## Extracted text
- - - - - - -
I picked up a little gem the other day on the Bogleheads forum that I thought would be useful here. Brudude, an insurance agent who specializes in Guardian disability insurance, explained exactly what the disability retirement protection rider does. I quote:
The retirement protection sets up a trust account in your name in the event of a total disability in which retirement contributions are put into the account to be invested at your discretion. At age 65, the account is turned over to you to cash out or continue investing with. The minimum elimination period for this rider is 180 days and it has a modified own-occ definition of disability (cannot be working in another job) even if your base policy has a true own-occ definition. Residents can get $1,000/mo in retirement protection even if they have not started contributing to retirement accounts yet. The max benefits for retirement protection is around $4k/mo. The idea is that if you are totally disabled and can't work in any job, you are likely not going to be making any retirement contributions, so the rider fills that hole.
A couple of things to realize. First is that there is a trust account. The agent didn't think there were any significant expenses associated with that account, but I find that hard to believe. No one is going to run a trust for free. Now it is possible the insurance company will set it up and pay for it themselves, but it doesn't sound like that is mentioned anywhere. He said this in response to my question about it:
I am not sure what the expenses are for the trust account, would need to get that info from Guardian. There are no expenses or fees listed in any brochure or policy, so they may be waived because you have to be disabled to get the benefit in the first place. As far as I know you can invest in anything you want without restriction.
- - - - - - -
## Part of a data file
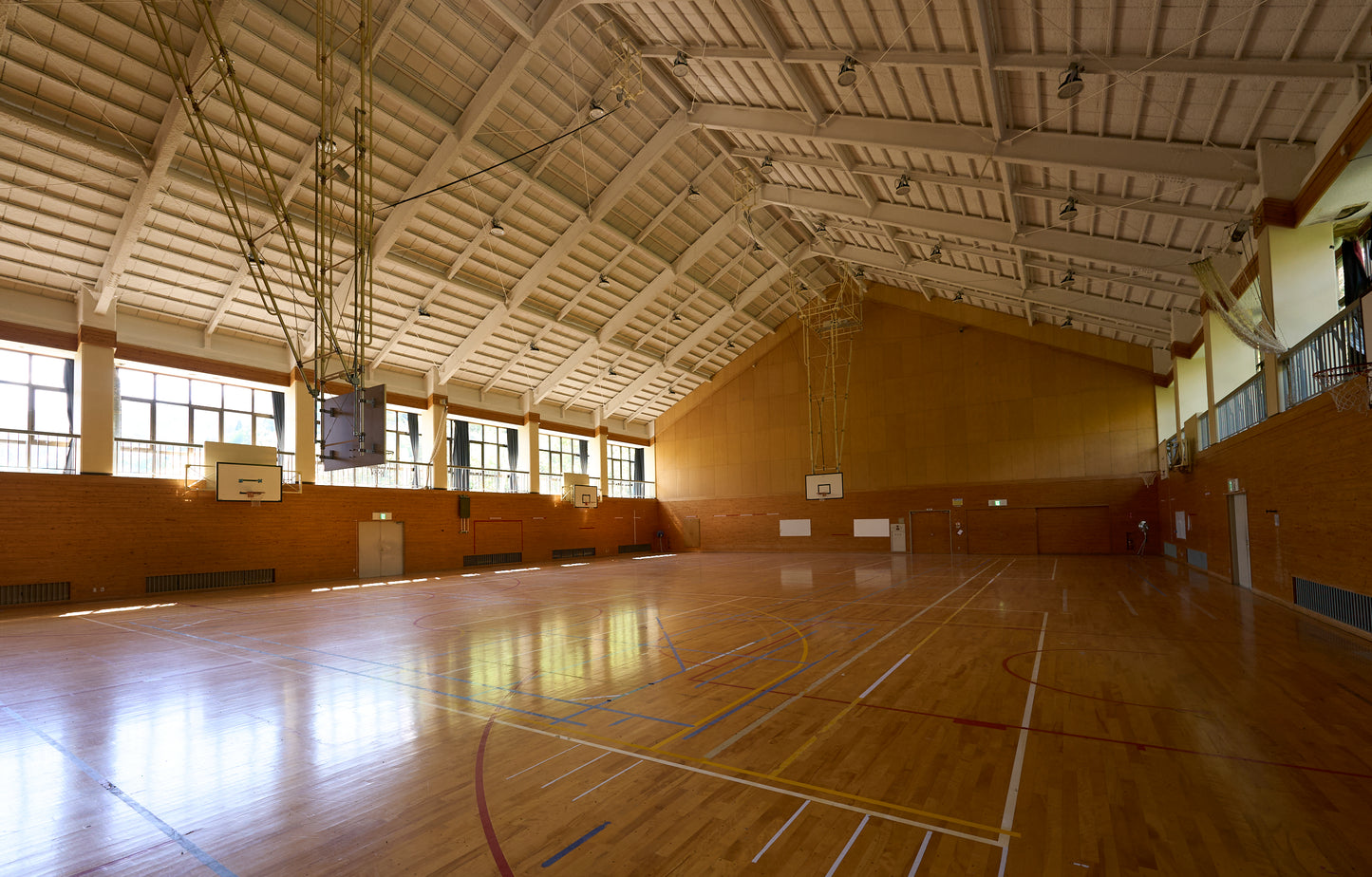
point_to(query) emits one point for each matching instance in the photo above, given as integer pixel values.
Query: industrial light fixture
(1070, 84)
(848, 71)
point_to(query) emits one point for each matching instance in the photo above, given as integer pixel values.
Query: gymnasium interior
(509, 437)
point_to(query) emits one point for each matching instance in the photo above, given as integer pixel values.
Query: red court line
(1139, 745)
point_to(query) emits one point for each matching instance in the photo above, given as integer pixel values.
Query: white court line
(893, 667)
(543, 762)
(1127, 603)
(921, 855)
(847, 847)
(780, 832)
(603, 782)
(1013, 793)
(573, 770)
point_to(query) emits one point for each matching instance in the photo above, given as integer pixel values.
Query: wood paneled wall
(754, 523)
(1306, 474)
(110, 532)
(931, 402)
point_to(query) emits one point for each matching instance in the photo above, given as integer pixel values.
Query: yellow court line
(856, 700)
(804, 654)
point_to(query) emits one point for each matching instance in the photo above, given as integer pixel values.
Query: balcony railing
(486, 480)
(392, 474)
(631, 490)
(1246, 406)
(25, 451)
(1338, 342)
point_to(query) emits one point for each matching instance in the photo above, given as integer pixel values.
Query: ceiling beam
(1021, 147)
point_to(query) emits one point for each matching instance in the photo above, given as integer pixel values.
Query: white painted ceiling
(104, 194)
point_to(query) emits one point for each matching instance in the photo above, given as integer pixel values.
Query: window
(484, 457)
(558, 455)
(36, 412)
(626, 470)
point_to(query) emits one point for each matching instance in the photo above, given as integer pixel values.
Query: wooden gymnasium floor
(697, 714)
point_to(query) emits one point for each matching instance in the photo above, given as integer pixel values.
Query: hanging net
(1242, 314)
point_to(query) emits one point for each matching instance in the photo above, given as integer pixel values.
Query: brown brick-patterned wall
(1310, 468)
(102, 532)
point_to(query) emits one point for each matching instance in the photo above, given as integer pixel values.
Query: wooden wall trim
(151, 356)
(21, 334)
(93, 335)
(1357, 132)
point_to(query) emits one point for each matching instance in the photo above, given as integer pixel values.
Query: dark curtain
(460, 455)
(512, 455)
(1354, 274)
(279, 416)
(68, 372)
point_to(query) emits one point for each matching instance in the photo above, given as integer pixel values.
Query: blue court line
(576, 843)
(669, 644)
(209, 861)
(366, 676)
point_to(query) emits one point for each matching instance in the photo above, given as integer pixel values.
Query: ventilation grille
(39, 591)
(484, 560)
(200, 581)
(573, 552)
(1342, 606)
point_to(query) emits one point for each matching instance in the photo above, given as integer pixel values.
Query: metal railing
- - - - - - -
## Exercise 1
In the post about the retirement protection rider, give again the stretch from "A couple of" through "want without restriction.".
## Exercise 2
Using the post about the retirement protection rider, say whether each statement agrees with it, answering yes or no and quoting the words that decide it: (a) The rider's minimum elimination period is 90 days. (b) At age 65, the account is handed over to the policyholder. (c) A brochure lists a yearly fee for the trust account.

## Solution 1
A couple of things to realize. First is that there is a trust account. The agent didn't think there were any significant expenses associated with that account, but I find that hard to believe. No one is going to run a trust for free. Now it is possible the insurance company will set it up and pay for it themselves, but it doesn't sound like that is mentioned anywhere. He said this in response to my question about it:
I am not sure what the expenses are for the trust account, would need to get that info from Guardian. There are no expenses or fees listed in any brochure or policy, so they may be waived because you have to be disabled to get the benefit in the first place. As far as I know you can invest in anything you want without restriction.

## Solution 2
(a) No: "The minimum elimination period for this rider is 180 days"
(b) Yes: "At age 65, the account is turned over to you to cash out or continue investing with."
(c) No: "There are no expenses or fees listed in any brochure or policy"